Problem requirements: In the trackday thread below, write out again the part that opens with the words containing "Cheers Nick" and closes with "(Jun 19, 2015)", renaming "voucher code" to "promo code" throughout.

Provided text:
◇ ◇ ◇ ◇ ◇

# 2018 Trackday Register



## NickG (Aug 15, 2013)

*As per the 2016 & 2017 Register... but for 2018!*

Hopefully this will just be a quick register of upcoming days and people planning to attend, I'll try and keep it updated if people like the idea - I figure it may help with planning! Here goes;

*Saturday 20th January - Donington* - FJ1000

*Saturday 27th January - Rockingham* - NickG 

*Saturday 10th February - Brands Hatch Indy (MSV)* - FJ1000

]*Monday 26th March - Brands Hatch* - Delta

]*Tuesday 27th March - Oulton Park* - MattB

*Saturday 31st March - Snetterton* - NickG, Tom J

*Friday 6th April - Castle Combe* - Zooks

*Monday 14th May Evening session - Brands Hatch* - FJ1000 

*Friday 8th June - Thruxton* - Stuckonthegrid 

*Monday 2nd July - Snetterton* - FJ1000 (with a group from RS246 forum) 

*Friday 27th July - Bedford GT * - 1781cc 

If you want to be added to any events, or to add an event then post below and i'll add you/it! 8)


----------



## FJ1000 (Nov 21, 2015)

Nice one Nick 

Sent from my iPhone using Tapatalk


----------



## 1781cc (Jan 25, 2015)

27th of Jan? good luck getting ready! lol


----------



## NickG (Aug 15, 2013)

1781cc said:


> 27th of Jan? good luck getting ready! lol


In a Renault Cliosport... I'm not that ambitious :lol:


----------



## 1781cc (Jan 25, 2015)

Knew there would be a catch, theres always a catch!


----------



## NickG (Aug 15, 2013)

C'mon then folks, who else has some days in the pipeline?


----------



## Matt B (Apr 8, 2007)

27th March at Oulton park - chances are at this rate I will be in the RS and not the mk1


----------



## NickG (Aug 15, 2013)

Cheers Matt, added onto the list!


----------



## FJ1000 (Nov 21, 2015)

Sat 10th Feb - Brands Hatch Indy (MSV)

Sent from my iPhone using Tapatalk


----------



## NickG (Aug 15, 2013)

FJ1000 said:


> Sat 10th Feb - Brands Hatch Indy (MSV)
> 
> Sent from my iPhone using Tapatalk


Cheers bud, Added! 8)


----------



## FJ1000 (Nov 21, 2015)

Cheers Nick

By the way, if anyone wants to come along, 10% off with voucher code BEMZMSVT

Sent from my iPhone using Tapatalk


----------



## Delta4 (Jun 19, 2015)

Brands hatch 26th march, aimed at the novice/newbie


----------



## NickG (Aug 15, 2013)

Delta4 said:


> Brands hatch 26th march, aimed at the novice/newbie


Cheers! Added and update a couple of others!


----------



## NickG (Aug 15, 2013)

It's a wet Snett today!!


----------



## zooks (Sep 15, 2017)

NickG said:


> C'mon then folks, who else has some days in the pipeline?


Newbie here doing Castle Combe 6th April, Due to be wet :roll:


----------



## NickG (Aug 15, 2013)

zooks said:


> NickG said:
> 
> 
> > C'mon then folks, who else has some days in the pipeline?
> ...

◇ ◇ ◇ ◇ ◇

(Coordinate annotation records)
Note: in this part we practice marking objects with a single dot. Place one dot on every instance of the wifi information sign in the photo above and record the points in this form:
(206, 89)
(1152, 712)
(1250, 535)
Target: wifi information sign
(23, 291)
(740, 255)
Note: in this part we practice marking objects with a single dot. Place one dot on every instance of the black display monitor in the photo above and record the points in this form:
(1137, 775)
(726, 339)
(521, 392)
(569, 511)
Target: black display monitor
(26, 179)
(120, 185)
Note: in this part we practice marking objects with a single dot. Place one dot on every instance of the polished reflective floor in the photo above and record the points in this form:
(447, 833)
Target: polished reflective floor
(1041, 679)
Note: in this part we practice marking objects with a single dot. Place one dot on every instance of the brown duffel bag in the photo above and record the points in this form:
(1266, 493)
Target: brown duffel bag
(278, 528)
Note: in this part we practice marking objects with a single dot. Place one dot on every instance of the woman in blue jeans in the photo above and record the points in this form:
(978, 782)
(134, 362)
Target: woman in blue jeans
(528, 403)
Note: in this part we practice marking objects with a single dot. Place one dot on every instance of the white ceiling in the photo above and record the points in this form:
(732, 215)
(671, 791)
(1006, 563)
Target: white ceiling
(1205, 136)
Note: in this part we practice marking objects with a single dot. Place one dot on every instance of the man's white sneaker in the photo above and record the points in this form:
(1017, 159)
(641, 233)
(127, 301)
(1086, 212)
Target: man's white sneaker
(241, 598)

◇ ◇ ◇ ◇ ◇

Full answer:
Cheers Nick

By the way, if anyone wants to come along, 10% off with promo code BEMZMSVT

Sent from my iPhone using Tapatalk


----------



## Delta4 (Jun 19, 2015)